Segmentation dataset excerpts:
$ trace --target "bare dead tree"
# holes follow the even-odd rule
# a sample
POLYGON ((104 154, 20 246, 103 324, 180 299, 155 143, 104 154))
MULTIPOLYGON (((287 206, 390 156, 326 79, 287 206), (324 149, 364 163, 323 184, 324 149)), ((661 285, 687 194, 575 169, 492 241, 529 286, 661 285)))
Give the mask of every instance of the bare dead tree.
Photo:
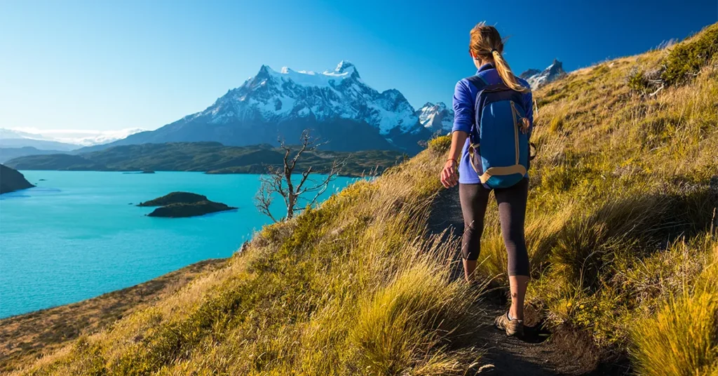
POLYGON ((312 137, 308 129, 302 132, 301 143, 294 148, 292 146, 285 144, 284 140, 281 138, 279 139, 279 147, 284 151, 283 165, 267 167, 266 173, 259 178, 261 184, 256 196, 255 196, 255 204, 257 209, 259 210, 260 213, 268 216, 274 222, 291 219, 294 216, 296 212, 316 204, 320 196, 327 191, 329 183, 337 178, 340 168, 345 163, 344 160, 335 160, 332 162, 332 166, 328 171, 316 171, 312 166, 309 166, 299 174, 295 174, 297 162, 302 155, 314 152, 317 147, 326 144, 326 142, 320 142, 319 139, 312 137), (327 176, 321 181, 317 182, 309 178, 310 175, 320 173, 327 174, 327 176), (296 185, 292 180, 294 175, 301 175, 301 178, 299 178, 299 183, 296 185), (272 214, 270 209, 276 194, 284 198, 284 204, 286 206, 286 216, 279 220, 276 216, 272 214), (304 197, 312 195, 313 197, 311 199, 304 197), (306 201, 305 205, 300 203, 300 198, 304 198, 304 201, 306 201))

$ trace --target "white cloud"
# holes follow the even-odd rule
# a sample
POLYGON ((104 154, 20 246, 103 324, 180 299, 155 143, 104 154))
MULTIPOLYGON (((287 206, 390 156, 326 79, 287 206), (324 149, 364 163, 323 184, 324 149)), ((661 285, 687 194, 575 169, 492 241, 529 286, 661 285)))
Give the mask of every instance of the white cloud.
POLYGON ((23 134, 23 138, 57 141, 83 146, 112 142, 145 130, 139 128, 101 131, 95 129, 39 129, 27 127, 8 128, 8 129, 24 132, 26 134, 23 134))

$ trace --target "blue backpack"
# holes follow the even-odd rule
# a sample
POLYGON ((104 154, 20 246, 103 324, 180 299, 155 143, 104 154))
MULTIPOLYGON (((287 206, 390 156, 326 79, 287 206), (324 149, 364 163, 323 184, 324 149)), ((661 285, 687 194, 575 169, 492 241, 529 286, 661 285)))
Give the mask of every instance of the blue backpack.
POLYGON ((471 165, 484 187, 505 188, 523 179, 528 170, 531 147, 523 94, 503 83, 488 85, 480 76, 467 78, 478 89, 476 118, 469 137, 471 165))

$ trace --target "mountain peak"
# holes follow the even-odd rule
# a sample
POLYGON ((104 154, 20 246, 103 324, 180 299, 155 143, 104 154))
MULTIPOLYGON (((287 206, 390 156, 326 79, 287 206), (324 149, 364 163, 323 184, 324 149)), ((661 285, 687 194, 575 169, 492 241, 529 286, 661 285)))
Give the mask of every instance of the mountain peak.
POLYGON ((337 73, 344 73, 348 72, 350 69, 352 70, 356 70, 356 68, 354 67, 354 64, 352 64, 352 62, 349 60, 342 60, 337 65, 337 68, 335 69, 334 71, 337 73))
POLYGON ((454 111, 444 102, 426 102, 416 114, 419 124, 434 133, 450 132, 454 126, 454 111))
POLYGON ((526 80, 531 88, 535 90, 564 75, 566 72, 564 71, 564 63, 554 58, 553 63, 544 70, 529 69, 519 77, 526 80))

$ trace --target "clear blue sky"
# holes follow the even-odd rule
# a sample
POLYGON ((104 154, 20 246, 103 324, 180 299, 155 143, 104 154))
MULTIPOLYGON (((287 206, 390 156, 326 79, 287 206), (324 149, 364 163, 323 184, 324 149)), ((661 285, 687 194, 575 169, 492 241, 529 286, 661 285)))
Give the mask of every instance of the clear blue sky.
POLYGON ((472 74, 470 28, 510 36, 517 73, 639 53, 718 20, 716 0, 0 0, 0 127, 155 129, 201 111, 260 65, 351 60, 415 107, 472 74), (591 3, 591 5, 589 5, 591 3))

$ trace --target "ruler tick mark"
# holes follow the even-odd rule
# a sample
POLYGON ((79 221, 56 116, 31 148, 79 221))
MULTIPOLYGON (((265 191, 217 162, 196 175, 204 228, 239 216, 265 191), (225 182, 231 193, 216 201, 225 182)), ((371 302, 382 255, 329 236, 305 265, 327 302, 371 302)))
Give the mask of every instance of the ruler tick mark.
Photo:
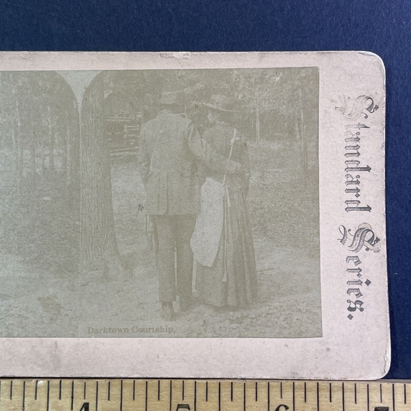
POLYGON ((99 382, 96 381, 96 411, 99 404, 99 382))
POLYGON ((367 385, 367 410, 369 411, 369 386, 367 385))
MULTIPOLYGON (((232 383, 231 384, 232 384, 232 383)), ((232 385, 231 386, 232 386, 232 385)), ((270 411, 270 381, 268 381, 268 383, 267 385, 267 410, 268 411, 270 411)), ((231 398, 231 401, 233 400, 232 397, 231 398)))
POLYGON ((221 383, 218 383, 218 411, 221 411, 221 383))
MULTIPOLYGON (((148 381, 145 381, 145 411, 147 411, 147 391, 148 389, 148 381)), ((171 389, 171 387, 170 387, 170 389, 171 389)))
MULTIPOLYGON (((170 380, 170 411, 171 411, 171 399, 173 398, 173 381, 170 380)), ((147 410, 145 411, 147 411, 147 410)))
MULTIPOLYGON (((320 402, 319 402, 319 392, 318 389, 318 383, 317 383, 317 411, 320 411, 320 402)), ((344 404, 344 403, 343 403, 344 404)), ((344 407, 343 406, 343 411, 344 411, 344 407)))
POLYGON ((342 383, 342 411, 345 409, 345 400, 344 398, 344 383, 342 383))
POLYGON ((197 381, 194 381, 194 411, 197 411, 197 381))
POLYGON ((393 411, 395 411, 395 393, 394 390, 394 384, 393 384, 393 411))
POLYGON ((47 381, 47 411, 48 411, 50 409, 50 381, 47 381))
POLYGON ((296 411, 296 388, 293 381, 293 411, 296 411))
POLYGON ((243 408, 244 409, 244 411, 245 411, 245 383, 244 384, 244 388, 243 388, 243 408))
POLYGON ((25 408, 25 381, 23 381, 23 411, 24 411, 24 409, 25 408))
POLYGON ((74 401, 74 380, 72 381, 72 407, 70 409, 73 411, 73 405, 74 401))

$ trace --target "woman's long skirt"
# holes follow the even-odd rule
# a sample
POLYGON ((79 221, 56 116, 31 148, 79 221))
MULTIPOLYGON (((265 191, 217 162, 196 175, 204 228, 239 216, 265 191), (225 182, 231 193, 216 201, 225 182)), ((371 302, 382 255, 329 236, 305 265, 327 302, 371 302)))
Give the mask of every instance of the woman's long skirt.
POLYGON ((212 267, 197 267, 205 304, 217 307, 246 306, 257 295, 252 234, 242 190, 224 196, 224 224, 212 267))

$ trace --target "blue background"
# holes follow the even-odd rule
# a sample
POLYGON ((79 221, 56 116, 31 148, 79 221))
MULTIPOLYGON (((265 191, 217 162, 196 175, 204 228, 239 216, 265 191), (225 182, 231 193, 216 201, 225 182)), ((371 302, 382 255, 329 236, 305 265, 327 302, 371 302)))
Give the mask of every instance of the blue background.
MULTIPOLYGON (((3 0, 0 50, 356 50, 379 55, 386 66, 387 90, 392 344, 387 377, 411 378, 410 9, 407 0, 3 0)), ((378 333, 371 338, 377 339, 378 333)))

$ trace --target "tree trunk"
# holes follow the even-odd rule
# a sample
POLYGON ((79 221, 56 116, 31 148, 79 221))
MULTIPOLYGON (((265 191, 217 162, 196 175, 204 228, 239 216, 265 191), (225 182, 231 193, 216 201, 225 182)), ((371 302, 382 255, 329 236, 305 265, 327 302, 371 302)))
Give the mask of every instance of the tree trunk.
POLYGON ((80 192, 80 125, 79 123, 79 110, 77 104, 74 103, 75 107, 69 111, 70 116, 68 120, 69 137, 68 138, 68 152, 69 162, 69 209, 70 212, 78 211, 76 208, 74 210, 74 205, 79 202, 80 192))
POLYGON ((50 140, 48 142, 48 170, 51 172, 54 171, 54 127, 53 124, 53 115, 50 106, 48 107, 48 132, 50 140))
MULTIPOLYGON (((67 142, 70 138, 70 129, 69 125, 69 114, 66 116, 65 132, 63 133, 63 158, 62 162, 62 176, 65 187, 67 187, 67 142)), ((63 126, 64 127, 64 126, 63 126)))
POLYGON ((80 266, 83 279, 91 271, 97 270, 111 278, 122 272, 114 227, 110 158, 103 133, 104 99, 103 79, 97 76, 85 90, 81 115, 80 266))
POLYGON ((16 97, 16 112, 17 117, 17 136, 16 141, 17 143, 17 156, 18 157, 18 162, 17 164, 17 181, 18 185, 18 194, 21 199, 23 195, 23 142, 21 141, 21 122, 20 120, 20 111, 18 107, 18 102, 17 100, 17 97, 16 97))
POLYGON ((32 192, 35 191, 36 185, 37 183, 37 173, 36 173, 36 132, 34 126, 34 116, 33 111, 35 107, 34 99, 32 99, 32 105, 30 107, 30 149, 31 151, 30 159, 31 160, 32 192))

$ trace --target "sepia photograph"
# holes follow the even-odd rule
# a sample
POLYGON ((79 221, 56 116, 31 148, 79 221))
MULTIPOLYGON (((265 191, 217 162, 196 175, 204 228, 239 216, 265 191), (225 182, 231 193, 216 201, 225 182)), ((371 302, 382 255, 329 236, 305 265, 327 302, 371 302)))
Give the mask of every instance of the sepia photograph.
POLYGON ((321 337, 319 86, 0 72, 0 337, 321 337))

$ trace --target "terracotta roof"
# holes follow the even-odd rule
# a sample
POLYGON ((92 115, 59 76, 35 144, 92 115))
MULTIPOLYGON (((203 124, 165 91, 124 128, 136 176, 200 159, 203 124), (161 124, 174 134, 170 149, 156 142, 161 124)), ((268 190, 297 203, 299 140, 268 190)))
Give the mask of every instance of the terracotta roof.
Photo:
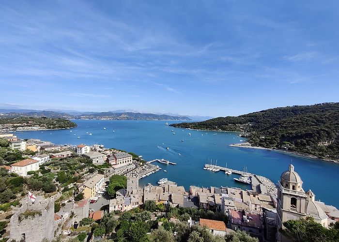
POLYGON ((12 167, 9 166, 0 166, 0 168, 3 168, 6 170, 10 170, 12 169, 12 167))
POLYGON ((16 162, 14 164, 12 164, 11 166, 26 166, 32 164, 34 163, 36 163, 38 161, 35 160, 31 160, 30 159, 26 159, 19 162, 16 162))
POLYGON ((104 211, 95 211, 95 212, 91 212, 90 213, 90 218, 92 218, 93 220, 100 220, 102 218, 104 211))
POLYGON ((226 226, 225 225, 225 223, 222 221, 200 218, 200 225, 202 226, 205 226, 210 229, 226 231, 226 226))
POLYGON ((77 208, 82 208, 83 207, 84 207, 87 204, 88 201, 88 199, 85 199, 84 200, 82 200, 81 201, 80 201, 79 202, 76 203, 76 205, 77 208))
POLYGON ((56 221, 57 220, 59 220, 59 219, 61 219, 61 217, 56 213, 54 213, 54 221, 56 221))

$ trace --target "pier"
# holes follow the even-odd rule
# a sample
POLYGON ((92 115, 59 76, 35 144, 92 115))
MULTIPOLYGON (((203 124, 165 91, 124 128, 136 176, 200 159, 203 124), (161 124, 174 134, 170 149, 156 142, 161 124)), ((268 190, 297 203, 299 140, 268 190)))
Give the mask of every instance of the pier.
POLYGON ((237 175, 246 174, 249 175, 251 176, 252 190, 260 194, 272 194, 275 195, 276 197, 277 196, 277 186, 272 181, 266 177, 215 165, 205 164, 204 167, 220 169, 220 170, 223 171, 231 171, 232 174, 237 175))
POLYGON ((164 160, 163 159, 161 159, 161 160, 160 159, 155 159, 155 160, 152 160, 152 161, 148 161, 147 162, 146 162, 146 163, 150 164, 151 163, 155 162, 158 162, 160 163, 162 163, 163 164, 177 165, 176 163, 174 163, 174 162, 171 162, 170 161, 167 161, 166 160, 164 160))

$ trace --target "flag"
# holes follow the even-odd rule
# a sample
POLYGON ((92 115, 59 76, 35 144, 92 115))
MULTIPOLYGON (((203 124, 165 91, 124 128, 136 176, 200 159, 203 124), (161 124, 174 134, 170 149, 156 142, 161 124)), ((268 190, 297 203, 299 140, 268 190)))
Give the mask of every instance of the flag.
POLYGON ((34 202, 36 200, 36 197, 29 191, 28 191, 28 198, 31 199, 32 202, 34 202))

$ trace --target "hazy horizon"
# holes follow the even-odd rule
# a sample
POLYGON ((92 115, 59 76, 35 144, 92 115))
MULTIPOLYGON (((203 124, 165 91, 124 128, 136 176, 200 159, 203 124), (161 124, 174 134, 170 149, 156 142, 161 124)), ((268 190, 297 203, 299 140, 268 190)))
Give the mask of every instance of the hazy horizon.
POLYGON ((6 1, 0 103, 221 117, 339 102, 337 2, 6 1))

■ Written problem ■
Please render the listing as a Markdown table with columns No. and Line, starting at its first line and ending at the line that contains "POLYGON ((23 134, 23". Skip blank lines and leave the pictures out.

■ The response ■
| No. | Line |
|---|---|
| 1 | $ trace --target "bare dead tree" |
| 2 | # holes follow the even-odd rule |
| 3 | # a sample |
| 4 | POLYGON ((104 154, 20 246, 103 324, 180 299, 155 143, 104 154)) |
| 5 | MULTIPOLYGON (((287 206, 390 156, 326 79, 287 206), (324 149, 364 163, 323 184, 324 149)), ((661 285, 687 194, 575 169, 492 241, 529 286, 661 285))) |
| 6 | Give the mask of every instance of the bare dead tree. |
| 7 | Photo: |
| 8 | POLYGON ((312 137, 308 129, 302 132, 301 143, 294 148, 292 146, 285 144, 284 140, 281 138, 279 139, 279 147, 284 151, 283 165, 267 167, 266 173, 259 178, 261 184, 256 196, 255 196, 255 204, 257 209, 259 210, 260 213, 268 216, 274 222, 291 219, 294 216, 296 212, 316 204, 320 196, 327 191, 329 183, 337 178, 340 168, 345 163, 344 160, 335 160, 332 162, 332 166, 328 171, 316 171, 312 166, 309 166, 299 174, 295 174, 297 162, 302 155, 314 152, 317 147, 326 144, 326 142, 320 142, 319 139, 312 137), (327 176, 321 181, 317 182, 309 178, 310 175, 320 173, 327 174, 327 176), (296 185, 292 180, 294 175, 301 175, 301 178, 299 178, 299 183, 296 185), (272 214, 270 209, 276 194, 284 198, 284 204, 286 206, 286 216, 279 220, 276 216, 272 214), (304 197, 312 195, 313 197, 311 199, 304 197), (306 201, 305 205, 300 203, 300 198, 304 198, 304 201, 306 201)) |
| 9 | $ trace --target "white cloud" |
| 10 | # holes follow the even-odd rule |
| 11 | # a sample |
| 12 | POLYGON ((104 154, 20 246, 103 324, 180 299, 155 143, 104 154)) |
| 13 | MULTIPOLYGON (((287 206, 390 156, 326 79, 287 206), (324 149, 364 163, 323 184, 324 149)), ((661 285, 687 194, 575 169, 492 241, 529 286, 661 285))) |
| 14 | Give the mask of every instance of the white cloud. |
| 15 | POLYGON ((23 134, 23 138, 57 141, 83 146, 112 142, 145 130, 139 128, 101 131, 95 129, 39 129, 27 127, 8 128, 8 129, 24 132, 26 134, 23 134)) |